====== PROVIDED TEXT
Discussion Zen 5 Speculation (EPYC Turin and Strix Point/Granite Ridge - Ryzen 9000)

DisEnchantment · Sep 29, 2022

Speculate at will

igor_kavinski · Jan 18, 2025

yuri69 said:
Well, it is surprising. What is the investment needed for introducing such dual-CCD SKU? What else on top of proper binning and producing a fw revision is required?

I think it's more of a "mental" issue than a technical one in greenlighting the dual CCD SKU for production. The person deciding that (maybe Lisa) probably thinks like so:

1 V-cache die == 1 Halo SKU == PROFIT

2 V-cache dies == 1 Halo SKU == 1.25 x PROFIT == Loss of 0.75X in PROFIT == Not worth taking blame for in times of financial distress

2 V-cache dies == 1 Halo SKU == 2 x PROFIT == Angry people == Not worth the bad PR

That last one, we need to unite, pool our financial resources and present AMD with upfront funds to get these special CPUs made to order.

Thibsie · Jan 18, 2025

And then you'll see the numbers and you'll will complain about performance...

igor_kavinski · Jan 18, 2025

Thibsie said:
And then you'll see the numbers and you'll will complain about performance...

That's not important. What's important is not having to use any band-aid like Gamebar or even driver level executable process affinity. It will perform fine even on Linux. All threads will get first class status, instead of the scheduler/gamebar deciding to demote some threads to the lower cache CCD, maybe right in the middle of when they really, really need extra cache. This is what keeps me up at night. CPUs getting bandwidth starved and threads getting cache starved.

Thibsie · Jan 18, 2025

Of course you'll have to play the affinity game, threads will migrate to CCD2 which means the other vcache then come back and forth.

I don't see the point, it will only make sure the second CCD does boost to lower freq.

mmaenpaa · Jan 18, 2025

I have just installed Server 2022 on 7950X (128GB ECC memory)

I have been trying to find out if Microsoft branch prediction improvement has been included for Microsoft Server 2022 os also. I think it was mostly removing unnecessary leftover security migitations from old processor versions.

KB5041587 was the update for W11 and of course is included in 24H2

Does anybody have info on this?

igor_kavinski · Jan 18, 2025

Hitman928 said:
We could make a Ryzen 9 9950X3D with 3D V-cache on all 16 cores, AMD tells us

AMD confirms that it could make a limited edition dual-CCD Ryzen X3D gaming CPU with 3D V-cache on both CCDs, but it would be a niche product.

www.pcgamesn.com

Niche product, says the company who completely miscalculated 9800X3D demand

igor_kavinski · Jan 18, 2025

mmaenpaa said:
Does anybody have info on this?

Compare your CB R23 score with the Win11 branch prediction enhanced score.

igor_kavinski · Jan 18, 2025

mmaenpaa said:
I have just installed Server 2022 on 7950X (128GB ECC memory)
============
====== ITEMS
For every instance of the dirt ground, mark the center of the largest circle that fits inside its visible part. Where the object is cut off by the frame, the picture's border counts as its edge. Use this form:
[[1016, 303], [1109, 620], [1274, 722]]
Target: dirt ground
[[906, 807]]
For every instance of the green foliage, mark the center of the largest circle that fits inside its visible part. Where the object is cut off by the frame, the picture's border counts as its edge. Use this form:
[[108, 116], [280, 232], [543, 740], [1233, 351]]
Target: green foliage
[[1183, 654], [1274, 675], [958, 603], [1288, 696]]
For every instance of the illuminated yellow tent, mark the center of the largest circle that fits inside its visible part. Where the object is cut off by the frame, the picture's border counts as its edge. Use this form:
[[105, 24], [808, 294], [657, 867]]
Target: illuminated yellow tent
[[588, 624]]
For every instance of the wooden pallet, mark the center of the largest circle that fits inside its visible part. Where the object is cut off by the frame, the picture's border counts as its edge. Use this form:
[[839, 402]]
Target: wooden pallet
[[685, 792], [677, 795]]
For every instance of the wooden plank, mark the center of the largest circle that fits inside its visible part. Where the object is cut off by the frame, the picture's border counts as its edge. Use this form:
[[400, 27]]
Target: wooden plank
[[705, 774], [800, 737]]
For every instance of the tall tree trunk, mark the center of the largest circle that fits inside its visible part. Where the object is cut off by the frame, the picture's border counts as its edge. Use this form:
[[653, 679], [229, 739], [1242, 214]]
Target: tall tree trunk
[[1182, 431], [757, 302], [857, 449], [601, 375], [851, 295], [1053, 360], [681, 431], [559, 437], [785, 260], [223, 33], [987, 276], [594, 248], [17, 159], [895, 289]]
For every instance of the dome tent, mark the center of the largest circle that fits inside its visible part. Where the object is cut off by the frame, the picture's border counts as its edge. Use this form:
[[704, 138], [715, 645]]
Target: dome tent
============
*CHALLENGE*: Resume the Zen 5 speculation thread after its last line, writing the next part of the forum discussion.

*EXERCISE RESPONSE*:
What RAM speed did your mobo settle on for all populated DIMM slots? And your mobo model?

gdansk · Jan 18, 2025

mmaenpaa said:
I have just installed Server 2022 on 7950X (128GB ECC memory)

I have been trying to find out if Microsoft branch prediction improvement has been included for Microsoft Server 2022 os also. I think it was mostly removing unnecessary leftover security migitations from old processor versions.

KB5041587 was the update for W11 and of course is included in 24H2

Does anybody have info on this?

AFAIK the regression that it fixed did not impact Windows Server 2022.

DrMrLordX · Jan 18, 2025

511 said:
Obessive CCX Disorder?

coercitiv said:
Obsessive Cache Disorder

More like Obsessive sCheduler Disorder, as in no more threads migrating to the wrong CCD . . . but yeah any of those is good enough.

yuri69 said:
Well, it is surprising. What is the investment needed for introducing such dual-CCD SKU? What else on top of proper binning and producing a fw revision is required?

Might be a packaging limit thing, might not.

Hail The Brain Slug · Jan 19, 2025

igor_kavinski said:
Niche product, says the company who completely miscalculated 9800X3D demand

In for one.

gdansk · Jan 19, 2025

igor_kavinski said:
Niche product, says the company who completely miscalculated 9800X3D demand

A niche product which in its mere existence would consume two 9800X3Ds. And at best the reviews will say to skip it because it is indistinguishable in most tests and even worse in some others at higher cost. It isn't a halo part. It offers no performance over the mixed configuration unless you're running niche work like fluid simulation. It's just an expensive part. AMD has the benchmarks and said "I’m scared to death of it" because it's a very hard product to sell.

The easiest way to avoid reviews is to launch it as part of AM5 Epyc and/or toward the end of Zen 5's life span when no one cares.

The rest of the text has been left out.